# SUPPLIED TEXT:
---*---
A praline (/'prɑːliːn/ PRAH-leen), also known as Belgian chocolate, Belgian chocolate fondant or chocolate bonbon, is a hollow casing of chocolate with a soft filling, often consisting of hazelnuts or almonds.

Historically, chocolats pralinés or pralines de chocolat referred to simple confections coated in chocolate; these became popular with the rise of chocolate consumption in the 19th century. The term derives from praline, a confection of sugar and almonds. In addition to the traditional almond praline, another popular variety was the chocolate-coated fondant cream. Jean Neuhaus II, a Belgian chocolatier, is generally credited with introducing the modern praline in 1912 — that is, a moulded chocolate with a filled centre.
---*---
# TASK TO COMPLETE:
Carry on the text about the praline, picking up after its final sentence. The records that come after have no connection to the text on pralines.

# ENTRIES SUPPLIED:
---*---
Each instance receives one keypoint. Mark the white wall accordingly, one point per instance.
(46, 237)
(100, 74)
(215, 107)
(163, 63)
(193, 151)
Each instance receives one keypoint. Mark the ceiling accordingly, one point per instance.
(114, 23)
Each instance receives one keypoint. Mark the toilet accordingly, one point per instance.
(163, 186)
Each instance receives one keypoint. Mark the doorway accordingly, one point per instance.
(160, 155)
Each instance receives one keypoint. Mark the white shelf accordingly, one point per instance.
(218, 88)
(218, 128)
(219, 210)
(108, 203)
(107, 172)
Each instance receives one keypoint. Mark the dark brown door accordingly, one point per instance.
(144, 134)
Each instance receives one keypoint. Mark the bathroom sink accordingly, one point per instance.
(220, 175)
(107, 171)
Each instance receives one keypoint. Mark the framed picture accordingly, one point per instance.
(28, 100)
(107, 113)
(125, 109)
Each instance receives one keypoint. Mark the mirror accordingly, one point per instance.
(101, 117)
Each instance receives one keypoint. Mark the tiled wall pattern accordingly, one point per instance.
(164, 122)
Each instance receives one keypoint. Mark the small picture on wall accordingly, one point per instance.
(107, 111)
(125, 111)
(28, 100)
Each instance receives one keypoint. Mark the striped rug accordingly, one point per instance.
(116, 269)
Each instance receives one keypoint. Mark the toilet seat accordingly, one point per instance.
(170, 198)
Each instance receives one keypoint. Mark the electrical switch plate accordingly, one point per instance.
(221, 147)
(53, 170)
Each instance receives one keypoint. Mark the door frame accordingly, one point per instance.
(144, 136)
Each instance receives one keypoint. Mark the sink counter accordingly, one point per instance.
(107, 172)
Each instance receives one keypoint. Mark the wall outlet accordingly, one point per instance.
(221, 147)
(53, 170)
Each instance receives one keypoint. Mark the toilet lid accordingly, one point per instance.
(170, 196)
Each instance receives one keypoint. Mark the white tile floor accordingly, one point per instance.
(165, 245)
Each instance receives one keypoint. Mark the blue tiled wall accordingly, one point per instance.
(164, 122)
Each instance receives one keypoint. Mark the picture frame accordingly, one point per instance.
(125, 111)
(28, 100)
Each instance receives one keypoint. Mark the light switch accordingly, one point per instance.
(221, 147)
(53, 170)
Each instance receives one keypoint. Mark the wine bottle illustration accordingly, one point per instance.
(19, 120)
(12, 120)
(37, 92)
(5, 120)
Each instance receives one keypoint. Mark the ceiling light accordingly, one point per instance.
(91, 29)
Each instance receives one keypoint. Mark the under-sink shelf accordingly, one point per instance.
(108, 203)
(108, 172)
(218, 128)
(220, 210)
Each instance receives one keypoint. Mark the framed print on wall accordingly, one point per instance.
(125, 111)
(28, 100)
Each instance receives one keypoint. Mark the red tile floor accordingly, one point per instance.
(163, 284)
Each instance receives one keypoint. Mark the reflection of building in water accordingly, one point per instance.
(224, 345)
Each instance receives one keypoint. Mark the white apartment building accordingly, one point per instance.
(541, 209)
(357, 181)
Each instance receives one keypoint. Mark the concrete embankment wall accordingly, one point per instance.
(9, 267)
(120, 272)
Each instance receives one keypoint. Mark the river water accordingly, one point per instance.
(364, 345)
---*---
# ANSWER FOR THE TASK:
There have always been many types and shapes, nearly always containing a chocolate shell with a softer filling.

Belgian chocolates (pralines) have a great variety of fillings: praline or praliné (similar to the original nut confection, often finely ground), whole nuts, marzipan, salted caramel, coffee, a spirit, cream liqueur, cherry or a chocolate blend that contrasts with the outer shell. They are often sold in stylised boxes in the form of a gift box. The largest manufacturers are Neuhaus, Godiva, Leonidas, and Guylian.

Contrary to truffles, pralines are often decorated.